Reading text:
↓↓↓

FEDERAL MINE SAFETY AND HEALTH REVIEW COMMISSION

 

OFFICE OF ADMINISTRATIVE LAW JUDGES

1331 Pennsylvania Avenue, NW, Suite 520N

Washington, DC 20004

 

 

SECRETARY OF LABOR

  MINE SAFETY AND HEALTH   

  ADMINISTRATION (MSHA),

                          Petitioner,

 

                        v.

 

THE MONONGALIA COUNTY COAL COMPANY, successor to CONSOLIDATION COAL COMPANY,

                          Respondent.

 

 

CIVIL PENALTY PROCEEDINGS

 

Docket No. WEVA 2015-0074

A.C. No. 46-01968-361667

 

Docket No. WEVA 2015-0425

A.C. No. 46-01968-371547

 

Docket No. WEVA 2015-0473

A.C. No. 46-01968-373553

 

Mine: Monongalia County Mine

 

DECISION APPROVING SETTLEMENT

 

Before:            Judge Feldman           

 

The captioned civil penalty proceedings are before me based upon Petitions for Assessment of Civil Penalty filed by the Secretary of Labor (“the Secretary”) pursuant to section 105(d) of the Federal Mine Safety and Health Act of 1977, as amended by the Mine Improvement and New Emergency Response Act of 2006 (“Act,” “Mine Act,” or “New Miner Act”), 30 U.S.C. § 815(d), against the Respondent, Monongalia County Coal Company (“Monongalia”). The captioned proceedings concern citations/orders issued for alleged violations of the Secretary’s mandatory safety standard in 30 C.F.R. § 75.400 that prohibits mine operators from allowing combustible materials to accumulate in active workings. The Secretary had sought to rely on these alleged violations of section 75.400 as predicates to demonstrate a
“repeated” flagrant violation under a “broad” analysis. These matters had been scheduled for hearing on September 10, 2019 in the vicinity of Morgantown, West Virginia. The Secretary has now filed a joint motion to approve settlement.

 

The flagrant provisions of section 110(b)(2) of the Mine Act provide:

 

Violations under this section that are deemed to be flagrant may be assessed a civil penalty of not more than $220,000. For purposes of the preceding sentence, the term “flagrant” with respect to a violation means a reckless or repeated failure to make reasonable efforts to eliminate a known violation of a mandatory health or safety standard that substantially and proximately caused, or reasonably could have been expected to cause, death or serious bodily injury.

 

30 U.S.C. § 820(b)(2) (emphasis added).

↑↑↑

Required actions:
1. Per the settlement decision, what is the highest civil penalty allowed for a violation deemed flagrant?
2. List every docket number that appears in the settlement decision.
3. Set down the part of the settlement decision starting with "Violations under this" and going on through "serious bodily injury.".

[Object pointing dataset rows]
↓↓↓

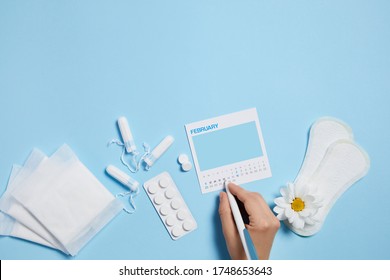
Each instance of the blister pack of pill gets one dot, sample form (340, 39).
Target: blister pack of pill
(170, 205)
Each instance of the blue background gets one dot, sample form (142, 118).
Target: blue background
(226, 146)
(69, 69)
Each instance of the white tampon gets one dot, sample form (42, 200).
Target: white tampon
(122, 177)
(127, 137)
(159, 150)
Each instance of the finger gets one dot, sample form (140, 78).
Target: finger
(229, 229)
(228, 224)
(239, 192)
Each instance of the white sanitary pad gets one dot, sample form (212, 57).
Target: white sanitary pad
(56, 202)
(333, 162)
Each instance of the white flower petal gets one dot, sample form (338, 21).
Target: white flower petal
(298, 223)
(309, 198)
(281, 216)
(310, 221)
(278, 209)
(305, 213)
(289, 212)
(284, 192)
(291, 192)
(281, 201)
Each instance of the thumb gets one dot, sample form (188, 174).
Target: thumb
(229, 229)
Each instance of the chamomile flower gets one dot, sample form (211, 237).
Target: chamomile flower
(297, 205)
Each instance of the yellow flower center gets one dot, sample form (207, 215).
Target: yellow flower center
(297, 205)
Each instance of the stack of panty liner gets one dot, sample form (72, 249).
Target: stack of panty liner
(55, 201)
(333, 162)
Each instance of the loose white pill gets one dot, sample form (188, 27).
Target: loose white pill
(187, 166)
(175, 204)
(159, 199)
(170, 221)
(182, 158)
(169, 193)
(163, 182)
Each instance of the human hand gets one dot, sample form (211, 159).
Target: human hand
(262, 227)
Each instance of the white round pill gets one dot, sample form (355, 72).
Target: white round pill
(188, 225)
(152, 189)
(181, 215)
(170, 221)
(177, 231)
(159, 199)
(175, 204)
(163, 183)
(182, 158)
(164, 210)
(187, 166)
(169, 193)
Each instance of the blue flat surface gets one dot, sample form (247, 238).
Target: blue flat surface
(69, 69)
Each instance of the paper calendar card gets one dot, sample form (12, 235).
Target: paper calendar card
(229, 147)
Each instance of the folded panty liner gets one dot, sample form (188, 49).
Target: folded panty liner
(62, 201)
(22, 223)
(11, 227)
(344, 163)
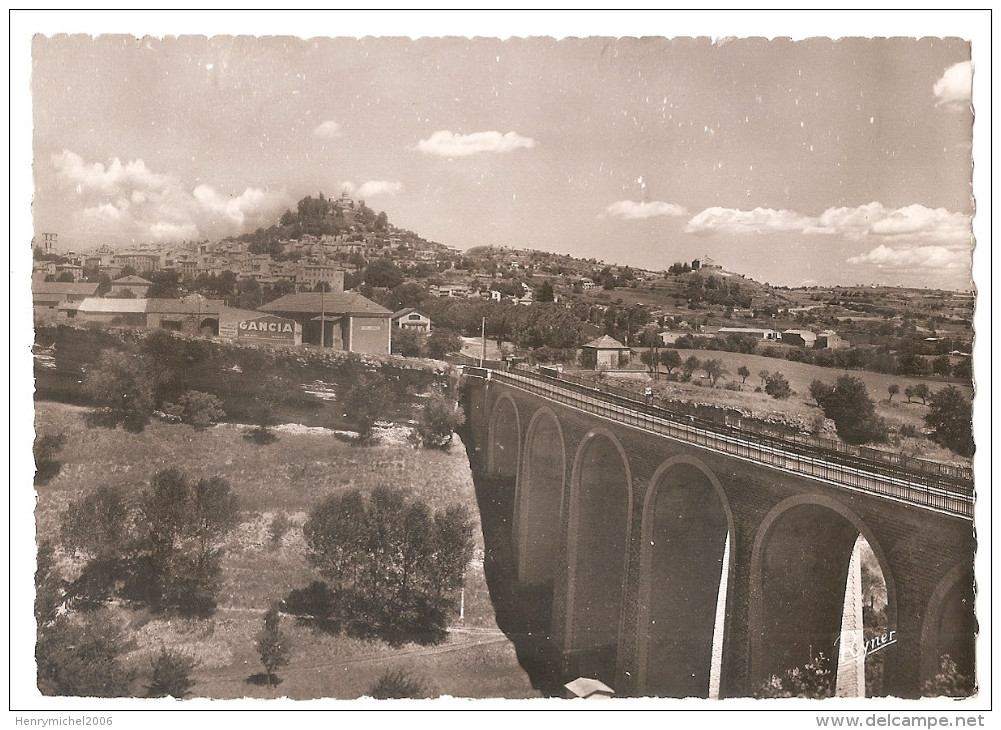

↑↑↑

Task-by-task answers:
1. Not more than $220,000.

2. WEVA 2015-0074, WEVA 2015-0425, WEVA 2015-0473

3.
Violations under this section that are deemed to be flagrant may be assessed a civil penalty of not more than $220,000. For purposes of the preceding sentence, the term “flagrant” with respect to a violation means a reckless or repeated failure to make reasonable efforts to eliminate a known violation of a mandatory health or safety standard that substantially and proximately caused, or reasonably could have been expected to cause, death or serious bodily injury.